--- SOURCE EXTRACT ---
..........

While the new Environmental Protection Agency rules regarding the Renewable Fuels Standard have been welcomed by some renewable fuel advocates (see Cindy’s post from earlier today), the news is not as bright for backers of biodiesel.
According to this story in the Des Moines (IA) Register, biodiesel made from soybeans… very popular in the Midwest… won’t meet the new requirements for reducing greenhouse gases. And industry officials say that if the soy-biodiesel isn’t counted, it will be extremely hard to meet the 1-billion-gallons a year biodiesel requirement by 2012:
To qualify toward the annual targets, the 2007 energy law says biodiesel must reduce greenhouse gas emissions by 50 percent compared with conventional diesel. The EPA is crediting biodiesel made from soybean oil with only a 22 percent reduction.
Congress required the EPA to assess the carbon footprint of biofuels and to take into account the land-use impact of using food crops such as soybeans and corn for biofuels. The theory is that using food commodities for fuel can increase greenhouse gas emissions, because forests and grasslands will be put into cultivation to maintain adequate global food supplies.

..........

--- REQUEST ---
Reproduce the portion of the biodiesel passage that begins at the words "While the new" and stops after "22 percent reduction.".

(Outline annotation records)
..........

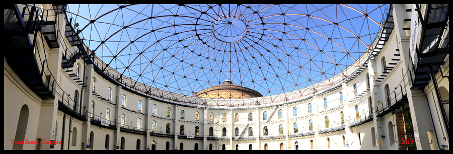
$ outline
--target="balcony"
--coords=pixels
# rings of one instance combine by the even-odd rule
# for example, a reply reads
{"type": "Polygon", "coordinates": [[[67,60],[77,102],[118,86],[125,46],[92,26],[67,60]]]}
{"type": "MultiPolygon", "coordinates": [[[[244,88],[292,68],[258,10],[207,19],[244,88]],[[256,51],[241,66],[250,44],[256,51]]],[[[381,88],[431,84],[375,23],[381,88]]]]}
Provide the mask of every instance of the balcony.
{"type": "Polygon", "coordinates": [[[139,135],[146,135],[146,132],[144,130],[144,129],[137,129],[137,127],[131,126],[123,125],[122,127],[120,127],[120,131],[139,135]]]}
{"type": "Polygon", "coordinates": [[[312,135],[315,135],[314,131],[306,130],[295,133],[289,133],[289,137],[302,137],[312,135]]]}
{"type": "Polygon", "coordinates": [[[371,121],[373,121],[373,114],[369,111],[360,115],[358,117],[349,119],[349,126],[355,127],[371,121]]]}
{"type": "Polygon", "coordinates": [[[337,124],[329,125],[328,127],[319,128],[319,133],[327,133],[337,131],[340,131],[343,129],[344,129],[344,125],[341,124],[337,124]]]}
{"type": "Polygon", "coordinates": [[[110,129],[112,130],[116,130],[116,123],[114,121],[111,120],[107,120],[105,119],[101,118],[100,117],[93,115],[93,117],[91,117],[91,120],[90,121],[91,122],[91,124],[98,126],[101,127],[105,128],[107,129],[110,129]],[[102,124],[102,121],[105,121],[104,122],[104,124],[102,124]],[[108,123],[105,123],[105,122],[108,123]]]}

..........

--- SOLUTION TO THIS PROBLEM ---
While the new Environmental Protection Agency rules regarding the Renewable Fuels Standard have been welcomed by some renewable fuel advocates (see Cindy’s post from earlier today), the news is not as bright for backers of biodiesel.
According to this story in the Des Moines (IA) Register, biodiesel made from soybeans… very popular in the Midwest… won’t meet the new requirements for reducing greenhouse gases. And industry officials say that if the soy-biodiesel isn’t counted, it will be extremely hard to meet the 1-billion-gallons a year biodiesel requirement by 2012:
To qualify toward the annual targets, the 2007 energy law says biodiesel must reduce greenhouse gas emissions by 50 percent compared with conventional diesel. The EPA is crediting biodiesel made from soybean oil with only a 22 percent reduction.